WORK TO COMPLETE: Starting at the line that contains "In this picture, where can the black ballistic" and ending with the last line of the data, reproduce only those lines with "gate hinge" switched to "door hinge" and nothing else altered.
--- start ENTRIES ---
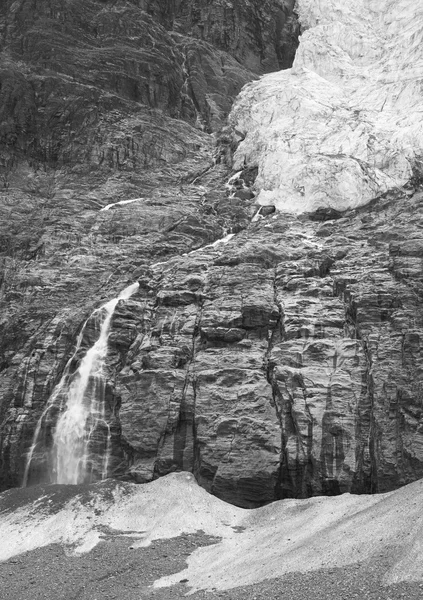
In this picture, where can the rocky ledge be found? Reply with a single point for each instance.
(271, 354)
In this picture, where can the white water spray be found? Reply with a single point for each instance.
(82, 424)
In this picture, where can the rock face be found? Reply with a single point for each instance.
(343, 126)
(272, 354)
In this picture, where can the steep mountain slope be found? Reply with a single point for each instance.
(281, 360)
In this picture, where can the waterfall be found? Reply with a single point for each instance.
(81, 428)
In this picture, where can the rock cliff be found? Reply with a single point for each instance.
(275, 356)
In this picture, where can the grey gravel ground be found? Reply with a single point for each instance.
(113, 571)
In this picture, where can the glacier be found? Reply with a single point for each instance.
(344, 125)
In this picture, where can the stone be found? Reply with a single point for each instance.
(343, 125)
(275, 357)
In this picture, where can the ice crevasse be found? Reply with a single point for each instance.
(345, 124)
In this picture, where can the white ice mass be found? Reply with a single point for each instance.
(345, 123)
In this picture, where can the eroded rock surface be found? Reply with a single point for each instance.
(275, 356)
(343, 125)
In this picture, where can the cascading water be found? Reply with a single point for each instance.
(81, 428)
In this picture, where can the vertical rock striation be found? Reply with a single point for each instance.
(274, 356)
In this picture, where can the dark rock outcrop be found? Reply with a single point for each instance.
(283, 361)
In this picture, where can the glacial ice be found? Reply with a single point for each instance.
(344, 125)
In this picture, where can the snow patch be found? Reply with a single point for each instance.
(344, 124)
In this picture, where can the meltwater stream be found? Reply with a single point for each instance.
(79, 399)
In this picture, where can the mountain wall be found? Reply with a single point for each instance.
(273, 354)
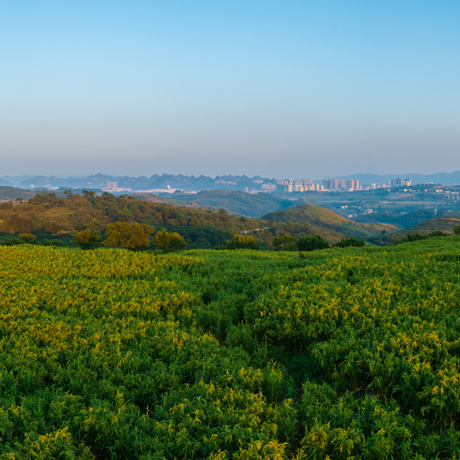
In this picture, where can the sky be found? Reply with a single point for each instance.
(272, 88)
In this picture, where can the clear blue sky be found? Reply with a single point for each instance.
(276, 88)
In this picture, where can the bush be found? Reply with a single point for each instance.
(54, 242)
(285, 243)
(242, 242)
(310, 243)
(169, 242)
(350, 242)
(28, 237)
(134, 237)
(13, 241)
(87, 239)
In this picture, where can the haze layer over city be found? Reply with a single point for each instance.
(230, 88)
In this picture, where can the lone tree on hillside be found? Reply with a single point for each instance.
(285, 243)
(310, 243)
(134, 237)
(88, 239)
(242, 242)
(169, 242)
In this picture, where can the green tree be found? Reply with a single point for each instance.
(310, 243)
(349, 242)
(169, 242)
(28, 237)
(88, 239)
(285, 243)
(89, 194)
(242, 242)
(129, 236)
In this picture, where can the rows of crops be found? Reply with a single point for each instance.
(342, 353)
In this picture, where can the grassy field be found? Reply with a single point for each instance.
(339, 353)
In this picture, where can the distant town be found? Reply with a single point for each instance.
(168, 184)
(286, 185)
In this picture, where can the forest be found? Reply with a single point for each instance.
(341, 353)
(55, 220)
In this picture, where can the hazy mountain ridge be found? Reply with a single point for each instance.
(99, 181)
(437, 178)
(324, 218)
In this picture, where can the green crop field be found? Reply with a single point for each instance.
(336, 354)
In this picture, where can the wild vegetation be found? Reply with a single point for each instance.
(343, 353)
(55, 218)
(321, 220)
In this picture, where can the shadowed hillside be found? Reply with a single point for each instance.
(325, 219)
(243, 204)
(443, 224)
(11, 193)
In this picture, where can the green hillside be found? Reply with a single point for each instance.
(243, 204)
(443, 224)
(230, 355)
(11, 193)
(324, 219)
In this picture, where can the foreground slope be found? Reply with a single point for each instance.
(230, 355)
(322, 218)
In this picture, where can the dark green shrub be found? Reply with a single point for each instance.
(242, 242)
(310, 243)
(350, 242)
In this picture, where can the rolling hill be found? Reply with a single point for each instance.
(321, 218)
(11, 193)
(239, 203)
(443, 224)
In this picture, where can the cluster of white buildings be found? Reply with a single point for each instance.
(400, 182)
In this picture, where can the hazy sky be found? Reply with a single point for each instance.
(277, 88)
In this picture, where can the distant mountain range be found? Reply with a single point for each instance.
(193, 183)
(438, 178)
(99, 181)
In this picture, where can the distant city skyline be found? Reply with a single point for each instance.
(215, 88)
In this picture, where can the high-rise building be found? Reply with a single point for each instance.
(398, 182)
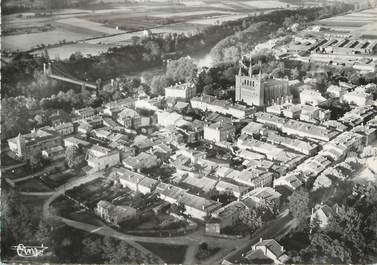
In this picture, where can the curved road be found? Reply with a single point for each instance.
(272, 229)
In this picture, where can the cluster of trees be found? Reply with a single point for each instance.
(258, 29)
(181, 70)
(350, 235)
(20, 223)
(23, 224)
(74, 156)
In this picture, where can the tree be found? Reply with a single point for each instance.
(298, 205)
(159, 83)
(181, 70)
(43, 233)
(324, 249)
(36, 160)
(369, 151)
(295, 73)
(74, 157)
(251, 219)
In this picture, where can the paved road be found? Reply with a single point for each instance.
(39, 173)
(273, 229)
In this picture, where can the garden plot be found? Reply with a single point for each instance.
(88, 25)
(267, 4)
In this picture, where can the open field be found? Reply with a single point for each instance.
(169, 253)
(89, 25)
(98, 26)
(359, 24)
(189, 14)
(32, 185)
(129, 23)
(220, 19)
(28, 41)
(266, 4)
(65, 51)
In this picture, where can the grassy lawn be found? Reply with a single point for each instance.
(8, 161)
(169, 253)
(86, 217)
(295, 241)
(58, 179)
(16, 173)
(32, 185)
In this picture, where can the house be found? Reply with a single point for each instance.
(219, 132)
(162, 151)
(84, 112)
(229, 214)
(23, 146)
(180, 106)
(64, 128)
(135, 181)
(252, 129)
(59, 117)
(203, 183)
(192, 132)
(99, 157)
(195, 206)
(129, 119)
(264, 196)
(321, 214)
(368, 132)
(184, 91)
(149, 104)
(142, 143)
(340, 146)
(268, 249)
(237, 191)
(166, 118)
(84, 127)
(111, 124)
(54, 153)
(73, 141)
(141, 161)
(336, 91)
(359, 98)
(114, 214)
(291, 181)
(313, 166)
(311, 97)
(114, 107)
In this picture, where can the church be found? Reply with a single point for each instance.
(260, 91)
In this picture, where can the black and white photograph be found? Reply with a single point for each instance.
(192, 132)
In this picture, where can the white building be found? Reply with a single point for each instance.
(336, 91)
(359, 98)
(269, 248)
(195, 206)
(135, 181)
(185, 91)
(291, 181)
(311, 97)
(219, 132)
(99, 157)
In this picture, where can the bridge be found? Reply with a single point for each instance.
(63, 76)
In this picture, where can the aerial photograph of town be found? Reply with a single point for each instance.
(188, 132)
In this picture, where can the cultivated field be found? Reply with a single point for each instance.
(98, 26)
(24, 42)
(266, 4)
(362, 23)
(65, 51)
(89, 25)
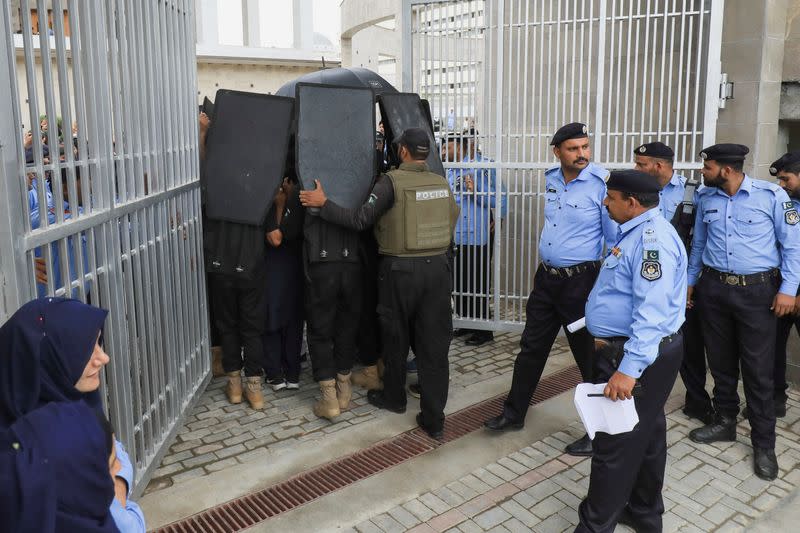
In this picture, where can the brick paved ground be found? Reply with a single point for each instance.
(538, 488)
(218, 435)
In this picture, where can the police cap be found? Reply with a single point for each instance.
(632, 181)
(725, 153)
(574, 130)
(787, 159)
(656, 149)
(416, 140)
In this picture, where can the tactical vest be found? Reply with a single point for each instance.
(326, 242)
(423, 217)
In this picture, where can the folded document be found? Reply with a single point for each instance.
(598, 413)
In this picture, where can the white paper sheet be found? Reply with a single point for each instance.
(602, 414)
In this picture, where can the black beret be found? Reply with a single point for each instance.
(632, 181)
(574, 130)
(656, 149)
(415, 139)
(787, 159)
(725, 153)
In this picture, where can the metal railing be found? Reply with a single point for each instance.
(510, 73)
(103, 204)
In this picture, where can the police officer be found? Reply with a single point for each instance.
(747, 247)
(787, 170)
(414, 216)
(333, 310)
(635, 312)
(676, 203)
(575, 228)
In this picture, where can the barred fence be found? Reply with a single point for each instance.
(100, 196)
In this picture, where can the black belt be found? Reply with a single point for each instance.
(622, 340)
(741, 280)
(569, 272)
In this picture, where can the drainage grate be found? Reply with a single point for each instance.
(249, 510)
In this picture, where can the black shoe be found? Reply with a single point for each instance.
(480, 337)
(501, 423)
(376, 398)
(581, 447)
(780, 410)
(722, 429)
(703, 414)
(626, 519)
(765, 464)
(434, 434)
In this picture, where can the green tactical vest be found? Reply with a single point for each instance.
(423, 217)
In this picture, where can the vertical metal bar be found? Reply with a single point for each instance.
(499, 133)
(601, 66)
(699, 65)
(713, 72)
(646, 87)
(406, 48)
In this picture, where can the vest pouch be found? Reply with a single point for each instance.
(427, 217)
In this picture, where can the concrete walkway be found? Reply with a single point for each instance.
(519, 481)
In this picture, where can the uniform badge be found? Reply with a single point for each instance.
(651, 270)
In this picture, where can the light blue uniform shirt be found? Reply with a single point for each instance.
(640, 292)
(129, 519)
(576, 223)
(671, 196)
(475, 216)
(754, 230)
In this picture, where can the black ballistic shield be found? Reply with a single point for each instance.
(401, 111)
(336, 141)
(246, 154)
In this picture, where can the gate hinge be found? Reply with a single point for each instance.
(725, 90)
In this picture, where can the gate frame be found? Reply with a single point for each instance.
(711, 106)
(191, 374)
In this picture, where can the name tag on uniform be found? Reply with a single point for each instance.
(432, 195)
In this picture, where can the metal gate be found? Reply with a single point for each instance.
(505, 74)
(101, 201)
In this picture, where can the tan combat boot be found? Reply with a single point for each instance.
(344, 391)
(233, 390)
(253, 392)
(216, 362)
(367, 378)
(328, 405)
--- end ENTRIES ---
EXERCISE RESULT:
In this picture, where can the black ballistic shield be found? Reply with a single point for each instance.
(401, 111)
(336, 141)
(246, 154)
In this picture, where can the door hinge be found? Reply with a single point for each instance.
(725, 90)
In this picture, where can the gate frame be found? Reply with a single point for each instance.
(711, 106)
(191, 374)
In this picture, where can the name tag on uniform be found? Reply with a single point for each instance.
(432, 195)
In this picture, where can the metal gate be found? Reply with a single point for each instance.
(505, 74)
(101, 201)
In this picture, where can the tan combat boot be found? Reply with a single point for each instance.
(344, 391)
(233, 390)
(253, 392)
(216, 362)
(367, 378)
(328, 405)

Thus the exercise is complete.